EXERCISE TASK
Every record must be written out once more, with nothing added or omitted.
%%
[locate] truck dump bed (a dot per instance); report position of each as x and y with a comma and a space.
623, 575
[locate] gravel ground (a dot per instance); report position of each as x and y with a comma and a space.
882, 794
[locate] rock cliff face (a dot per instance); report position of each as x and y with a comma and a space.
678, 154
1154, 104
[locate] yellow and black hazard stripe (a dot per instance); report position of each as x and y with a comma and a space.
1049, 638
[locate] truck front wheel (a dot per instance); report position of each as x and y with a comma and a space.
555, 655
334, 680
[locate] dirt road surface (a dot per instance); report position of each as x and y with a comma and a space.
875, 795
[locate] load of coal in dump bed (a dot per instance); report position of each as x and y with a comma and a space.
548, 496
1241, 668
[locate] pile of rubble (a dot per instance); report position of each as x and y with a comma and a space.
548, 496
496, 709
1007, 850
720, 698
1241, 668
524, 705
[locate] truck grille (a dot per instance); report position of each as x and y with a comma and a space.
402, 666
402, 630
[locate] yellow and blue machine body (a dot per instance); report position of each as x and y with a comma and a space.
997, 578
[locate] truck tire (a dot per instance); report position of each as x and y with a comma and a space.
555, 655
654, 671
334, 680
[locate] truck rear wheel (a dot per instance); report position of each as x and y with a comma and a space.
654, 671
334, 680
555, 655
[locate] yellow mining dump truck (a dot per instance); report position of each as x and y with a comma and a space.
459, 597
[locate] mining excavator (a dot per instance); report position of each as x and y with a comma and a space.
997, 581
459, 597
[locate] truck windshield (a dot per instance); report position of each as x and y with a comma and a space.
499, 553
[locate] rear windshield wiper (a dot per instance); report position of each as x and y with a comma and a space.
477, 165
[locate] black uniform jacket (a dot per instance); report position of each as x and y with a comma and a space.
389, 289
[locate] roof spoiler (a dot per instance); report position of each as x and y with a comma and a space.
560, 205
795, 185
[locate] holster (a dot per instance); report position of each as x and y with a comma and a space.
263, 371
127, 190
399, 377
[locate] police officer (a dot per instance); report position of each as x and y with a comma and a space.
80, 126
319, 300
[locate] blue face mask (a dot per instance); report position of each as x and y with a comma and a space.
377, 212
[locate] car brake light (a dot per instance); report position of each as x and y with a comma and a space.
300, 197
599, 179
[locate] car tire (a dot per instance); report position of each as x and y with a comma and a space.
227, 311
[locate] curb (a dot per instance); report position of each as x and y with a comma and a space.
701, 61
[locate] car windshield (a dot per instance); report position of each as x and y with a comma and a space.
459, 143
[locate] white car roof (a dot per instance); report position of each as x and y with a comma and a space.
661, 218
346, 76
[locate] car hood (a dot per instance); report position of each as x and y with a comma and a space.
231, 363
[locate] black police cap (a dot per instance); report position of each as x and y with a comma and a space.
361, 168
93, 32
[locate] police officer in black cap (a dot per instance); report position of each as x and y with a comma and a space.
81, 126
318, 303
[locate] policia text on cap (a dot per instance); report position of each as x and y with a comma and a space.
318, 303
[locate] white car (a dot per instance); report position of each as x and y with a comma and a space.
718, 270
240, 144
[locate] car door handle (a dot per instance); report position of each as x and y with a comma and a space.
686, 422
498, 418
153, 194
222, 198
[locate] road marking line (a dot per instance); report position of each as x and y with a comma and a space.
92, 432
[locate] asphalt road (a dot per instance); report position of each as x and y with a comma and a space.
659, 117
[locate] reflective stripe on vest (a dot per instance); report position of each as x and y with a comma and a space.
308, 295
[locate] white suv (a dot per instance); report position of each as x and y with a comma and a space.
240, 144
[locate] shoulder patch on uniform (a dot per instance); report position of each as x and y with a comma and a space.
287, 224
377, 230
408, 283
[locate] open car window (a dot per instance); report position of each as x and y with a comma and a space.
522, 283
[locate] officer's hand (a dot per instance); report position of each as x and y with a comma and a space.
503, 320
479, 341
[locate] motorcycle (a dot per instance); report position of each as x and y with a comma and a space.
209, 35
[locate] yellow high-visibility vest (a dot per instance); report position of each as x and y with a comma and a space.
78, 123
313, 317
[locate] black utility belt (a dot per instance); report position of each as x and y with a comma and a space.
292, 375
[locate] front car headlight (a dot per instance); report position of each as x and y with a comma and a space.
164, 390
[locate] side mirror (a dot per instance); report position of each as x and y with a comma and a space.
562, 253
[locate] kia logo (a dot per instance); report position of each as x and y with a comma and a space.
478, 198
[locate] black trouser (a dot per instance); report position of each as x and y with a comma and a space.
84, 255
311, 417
%%
CORRECT ANSWER
[locate] truck dump bed (a dot per instance); report position of each as x and y with a comma and a space.
623, 575
[locate] gravel ground (a dot per instance); report position of each as x and y with a comma and a space.
882, 794
[locate] rock cliff face (a dot per instance); report position of each as x and y with a comma and a space.
678, 154
1154, 104
[locate] yellow and black hazard stripe (a dot per instance); report position of each as x and y with a comma and a space.
1049, 638
[locate] truck front wheel (a dot per instance); report position of each as x and y with a comma and a space.
555, 655
334, 680
[locate] dirt road surface (a dot per instance); report position of each as x and y with a comma and a space.
875, 795
[locate] load of coal in dump bed (a dot per instance); report position of each as x and y with a comma and a space.
548, 496
1241, 668
[locate] pile of rubble (a dot per instance); report position of each as x and y with a comma and a space.
548, 496
496, 709
1007, 850
720, 698
1241, 668
524, 705
[locate] truck grille (a dot per instance); report position of each as x and y with a comma and a space.
402, 666
402, 630
[locate] yellow and blue machine body (a dot per instance); report position of each as x and y with a comma and a space.
997, 578
[locate] truck tire (a dot per instance); report position of each as x and y with a comma and a space.
555, 655
654, 671
334, 680
[locate] truck rear wheel (a dot per instance); report position of each as x and y with a comma and a space.
654, 671
334, 680
555, 655
[locate] yellow mining dump truck (a dot per instance); report position of each as x and y with a comma and a space.
459, 597
[locate] mining excavator (a dot per instance); report position of each as x and y with a comma and a space.
997, 581
459, 597
[locate] truck windshield (a dot per instance); report position of each as x and y with a comma and a space.
499, 553
[locate] rear windshield wiper (a dot per instance); report position of each as x and y with a comma and a space.
477, 165
[locate] black uniform jacket (a dot per instance); report position of each as x and y with a comma and a space.
389, 289
[locate] roof spoiler (a dot per instance); report position of each as x and y with a comma and a space.
560, 205
795, 185
[locate] holster (a dot per instance); report position of each as x and y with a comma and a space.
263, 371
127, 190
399, 377
[locate] police officer (a dot per instance); report position of each as x and y with a comma and a space.
80, 126
319, 300
[locate] blue face mask (a dot per instance); report position of each as x and y with a comma and a space.
377, 212
[locate] car brake light (a dot per instance); report position of each as x and y with a comma and a space.
300, 197
599, 179
[locate] car tire (a dot per instance); report position of each as x and y with a comma and a space.
227, 311
[locate] curb (a dot per instance); report position of each as x and y with a comma and a space.
701, 61
[locate] car windshield (a dot per instance); report position of each as x and y with a comma and a space.
459, 143
[locate] white car roof (a dot per instance); report position of each as x and y with a comma and a space.
661, 218
346, 76
[locate] car hood (a dot per instance); report position of each as x and y with a comma and a space.
231, 363
[locate] black police cap (a dot per instance); report position of each as x and y with a comma and a space.
361, 168
93, 32
[locate] police officer in black cap (a dot per instance); report position of each as x and y with a comma and a space.
81, 126
318, 303
[locate] policia text on cap (a dot per instance); report position of each as x and y with a comma and a space.
318, 303
[locate] white car (a dot per instance); report position of each as x and y with a comma and a space.
718, 270
240, 144
[locate] car door handle (a dot per instance); report position of each as x and y with a comma and a space.
686, 422
498, 418
153, 194
222, 198
[locate] road marking line (a dot per instance); report position of each as x and y with a comma and a space.
92, 432
[locate] asphalt road (a dot per instance); report position of each as x and y with a comma and a space.
659, 117
[locate] reflective stripe on vest (a dot per instance); report position of each as x and y with a comma and a space.
308, 295
[locate] white suv (a dot per instance); report position of each as x and y with a comma and a space.
240, 144
[locate] shoulder patch on uniform (a dot per instance); report position of each as x and y with a comma and a space.
287, 224
377, 230
408, 283
[locate] open car window (a dot per instance); report position of each as x and y with a comma and a space.
522, 283
[locate] officer's hand (a dot per instance); report position of each as x and y with a comma and a space.
503, 320
479, 341
[locate] motorcycle (a dot per instance); report position of each as x and y with a comma and a space.
209, 35
[locate] yellow high-visibility vest (a dot per instance); report position of each as x and y with a comma and a space.
78, 123
313, 317
[locate] black utility belt (a dot per instance); report position of each as x and y with a comma and a space.
292, 375
[locate] front car headlight (a dot per instance); report position of each as x and y with a comma and a space.
164, 390
[locate] side mirror (a dot per instance); report position of each as x and y with a comma and a space.
562, 253
[locate] kia logo (a dot per instance); report position of each as x and y with a comma and a space.
478, 198
[locate] black trouser (a dot per instance); report position of each as x and y with a comma and a space.
84, 255
311, 417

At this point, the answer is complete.